* DATA FOR PROCESSING:
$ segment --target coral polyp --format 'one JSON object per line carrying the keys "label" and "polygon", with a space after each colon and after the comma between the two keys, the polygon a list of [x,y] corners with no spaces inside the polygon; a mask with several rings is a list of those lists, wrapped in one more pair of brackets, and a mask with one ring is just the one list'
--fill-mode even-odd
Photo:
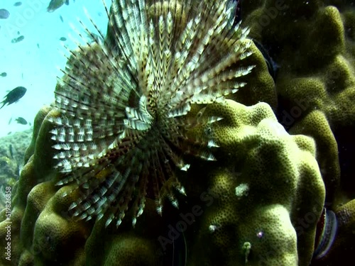
{"label": "coral polyp", "polygon": [[[80,192],[74,216],[118,226],[132,209],[134,225],[146,196],[158,212],[165,197],[178,206],[174,190],[185,189],[176,170],[188,170],[185,155],[215,160],[213,139],[189,132],[219,119],[202,115],[206,104],[245,85],[240,77],[253,66],[240,62],[251,41],[226,0],[122,0],[105,8],[109,38],[99,32],[104,41],[70,51],[55,89],[58,184]],[[192,104],[200,111],[190,112]]]}

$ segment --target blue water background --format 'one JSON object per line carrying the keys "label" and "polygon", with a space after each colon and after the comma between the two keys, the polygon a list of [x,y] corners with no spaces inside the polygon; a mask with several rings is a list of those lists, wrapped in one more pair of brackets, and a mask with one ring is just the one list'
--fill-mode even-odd
{"label": "blue water background", "polygon": [[[75,40],[84,41],[70,23],[84,33],[78,22],[80,19],[96,33],[84,7],[104,33],[108,21],[102,0],[70,0],[68,6],[64,4],[52,13],[47,11],[50,0],[23,0],[21,6],[14,6],[16,1],[0,0],[0,9],[10,12],[9,18],[0,20],[0,73],[7,73],[7,77],[0,77],[0,99],[18,86],[26,87],[27,92],[18,102],[0,110],[0,137],[30,128],[29,124],[18,124],[14,120],[21,116],[33,123],[41,106],[53,101],[57,77],[62,76],[59,69],[64,69],[67,60],[64,55],[68,54],[63,45],[74,49]],[[111,0],[105,3],[109,6]],[[11,43],[11,40],[21,35],[23,40]],[[67,40],[61,41],[61,37]]]}

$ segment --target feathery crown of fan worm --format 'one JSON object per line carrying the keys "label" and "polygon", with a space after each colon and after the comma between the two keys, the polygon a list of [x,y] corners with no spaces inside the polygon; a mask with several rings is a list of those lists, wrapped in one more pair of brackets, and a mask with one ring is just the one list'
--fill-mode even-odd
{"label": "feathery crown of fan worm", "polygon": [[70,51],[51,133],[58,184],[80,192],[74,216],[118,226],[130,209],[134,225],[146,196],[159,213],[165,197],[178,206],[185,154],[214,160],[213,140],[188,132],[219,118],[190,115],[191,105],[223,101],[254,67],[239,66],[251,42],[229,1],[115,0],[105,6],[111,39]]}

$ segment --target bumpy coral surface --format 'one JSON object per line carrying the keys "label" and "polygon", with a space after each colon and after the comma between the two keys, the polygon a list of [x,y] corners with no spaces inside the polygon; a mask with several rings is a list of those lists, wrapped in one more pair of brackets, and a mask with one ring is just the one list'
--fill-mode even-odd
{"label": "bumpy coral surface", "polygon": [[[184,11],[185,6],[182,1],[172,6],[173,2],[158,2],[150,11],[164,13],[163,23],[168,19],[165,16],[168,10],[178,9],[181,24],[186,25],[189,16]],[[143,6],[142,1],[136,3]],[[231,3],[235,4],[228,1],[227,5]],[[238,13],[238,9],[228,6]],[[58,121],[61,113],[53,108],[42,109],[35,121],[33,142],[25,155],[25,167],[12,189],[11,261],[1,257],[0,263],[324,266],[337,265],[339,256],[351,258],[355,219],[351,178],[355,164],[351,156],[355,147],[353,9],[341,1],[241,3],[240,28],[250,28],[249,38],[256,45],[245,40],[250,44],[248,51],[251,55],[239,62],[235,69],[255,67],[248,75],[238,77],[238,82],[246,84],[229,95],[229,100],[207,106],[191,104],[186,116],[187,121],[195,119],[197,123],[184,131],[184,137],[213,140],[212,146],[219,147],[210,147],[208,151],[216,161],[179,154],[185,163],[190,165],[186,172],[174,171],[186,194],[173,194],[172,201],[176,199],[179,209],[164,203],[161,216],[158,215],[154,193],[148,192],[144,212],[135,221],[134,228],[131,220],[123,219],[116,228],[106,227],[106,219],[84,221],[68,213],[72,202],[83,199],[80,194],[83,191],[75,189],[76,184],[70,182],[70,175],[65,177],[69,177],[67,184],[56,185],[63,176],[55,167],[58,160],[53,157],[61,155],[53,148],[58,139],[54,141],[51,138],[53,132],[61,129],[50,121]],[[197,14],[196,11],[191,12]],[[132,14],[125,13],[122,20],[109,25],[107,43],[118,40],[120,25],[126,23],[129,16]],[[159,24],[160,20],[155,18],[153,23]],[[224,22],[226,24],[221,22],[221,25],[230,26],[229,20]],[[133,34],[130,28],[126,28],[126,34],[121,38]],[[159,35],[154,31],[151,33],[154,38]],[[220,38],[209,41],[214,43]],[[121,46],[125,43],[121,40]],[[223,47],[224,43],[219,43]],[[261,45],[264,50],[257,48],[263,50]],[[106,66],[105,55],[116,52],[100,49],[95,53],[97,47],[95,44],[84,47],[82,52],[72,55],[69,65],[72,70],[66,70],[67,77],[58,84],[57,91],[65,92],[58,98],[62,104],[65,105],[66,96],[67,104],[72,104],[75,96],[63,88],[69,85],[77,90],[85,84],[82,82],[85,73],[92,73],[80,70],[78,66],[91,64],[92,57],[101,60],[99,65]],[[221,58],[222,48],[217,50],[217,58]],[[84,55],[83,51],[92,57]],[[140,58],[145,58],[143,55]],[[161,58],[166,56],[163,53]],[[121,61],[116,63],[122,67]],[[271,65],[275,70],[273,77],[268,71]],[[75,81],[68,73],[84,78]],[[162,73],[159,75],[163,77]],[[114,79],[109,79],[116,84]],[[153,99],[156,96],[153,94],[146,96]],[[145,103],[135,101],[133,97],[131,109],[124,110],[125,116],[131,113],[137,102]],[[142,113],[141,109],[136,110]],[[126,125],[132,127],[133,121],[143,119],[137,116],[136,119],[134,115],[126,117]],[[198,123],[211,117],[223,119],[213,123]],[[122,131],[119,128],[119,132]],[[64,150],[60,151],[65,153]],[[67,159],[67,154],[62,155]],[[151,170],[151,166],[147,169]],[[107,172],[102,171],[90,178],[97,177],[99,182],[105,177]],[[75,177],[82,181],[80,175]],[[132,194],[133,197],[136,194]],[[324,214],[327,212],[323,211],[324,206],[334,216]],[[0,239],[4,247],[6,214],[6,210],[1,213],[0,223]],[[136,214],[134,208],[127,209],[126,216]],[[330,231],[336,233],[332,235]],[[320,253],[314,256],[320,245],[325,251],[320,252],[322,256]]]}

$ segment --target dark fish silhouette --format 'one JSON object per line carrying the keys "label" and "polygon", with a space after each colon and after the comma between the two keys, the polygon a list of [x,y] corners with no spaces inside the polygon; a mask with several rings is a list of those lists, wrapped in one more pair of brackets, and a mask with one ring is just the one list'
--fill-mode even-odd
{"label": "dark fish silhouette", "polygon": [[10,16],[10,12],[7,9],[0,9],[0,18],[6,19]]}
{"label": "dark fish silhouette", "polygon": [[47,7],[47,11],[50,13],[54,12],[65,3],[67,6],[69,5],[69,0],[52,0]]}
{"label": "dark fish silhouette", "polygon": [[3,108],[5,104],[10,105],[13,104],[15,101],[18,101],[23,95],[25,95],[26,91],[26,88],[21,86],[13,89],[4,97],[5,99],[1,101],[1,104],[3,104],[2,106],[0,107],[0,109]]}
{"label": "dark fish silhouette", "polygon": [[21,40],[23,40],[24,38],[25,38],[25,36],[23,36],[23,35],[21,35],[19,37],[14,38],[13,39],[12,39],[11,40],[11,43],[16,43],[21,42]]}
{"label": "dark fish silhouette", "polygon": [[21,123],[21,125],[27,125],[27,121],[25,118],[23,118],[23,117],[18,117],[17,118],[15,119],[15,121],[18,123]]}

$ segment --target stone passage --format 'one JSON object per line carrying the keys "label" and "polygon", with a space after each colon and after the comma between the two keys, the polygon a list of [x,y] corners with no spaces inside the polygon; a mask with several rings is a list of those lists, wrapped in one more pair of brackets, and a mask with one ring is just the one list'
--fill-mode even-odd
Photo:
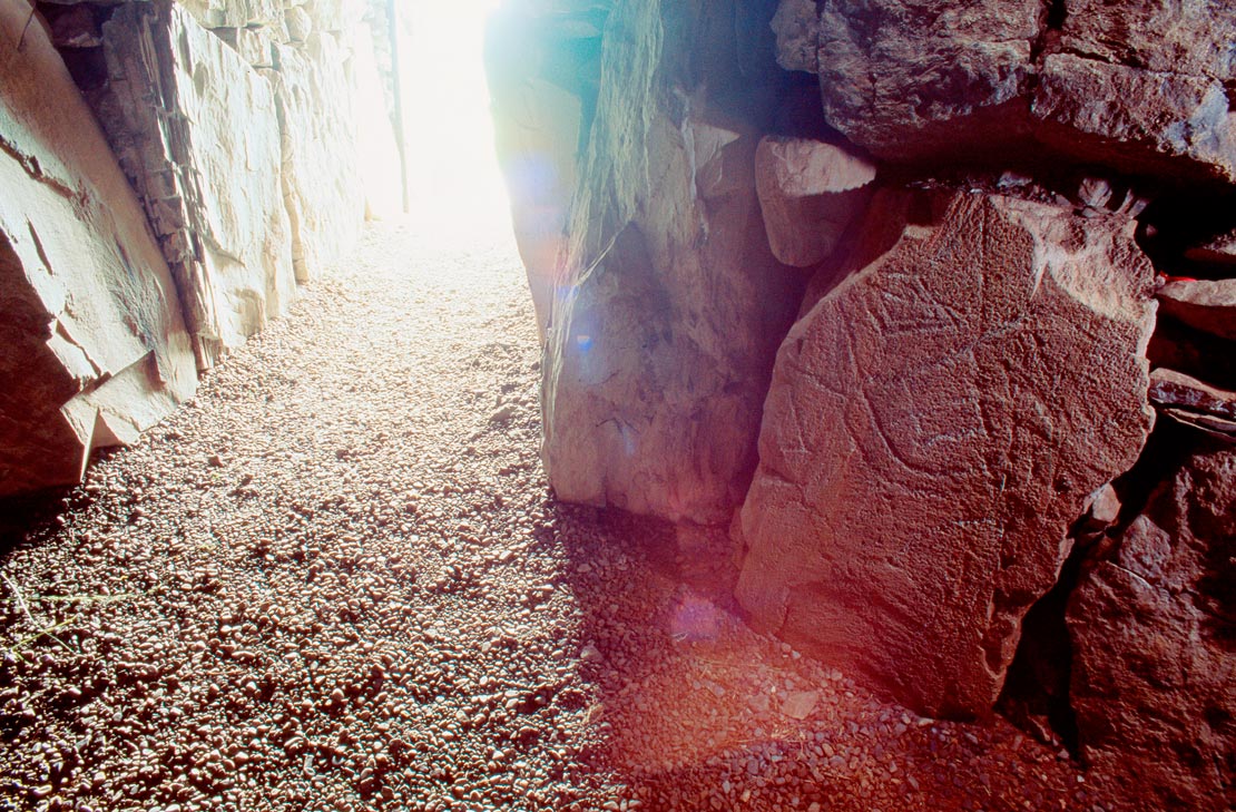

* TASK TO CARRY OUT: Copy the material from the line that contains "segment --target stone" through the end, changing "even-odd" to "nonzero" and leaving everything else as it is. Omit the pictures from your copy.

* ANSWER FOR THIS EXERCISE:
$ segment --target stone passage --format 'one JSON object per line carrying the keys "label" and "polygon", with a space after each colon and after the comma between the two keys, the polygon a list of [x,y] corners with no spaces inside the polygon; a mask with several rings is a list of those lists, wrapped in one more pair of brackets, and a mask with one ring is just the one list'
--fill-mode nonzero
Photo:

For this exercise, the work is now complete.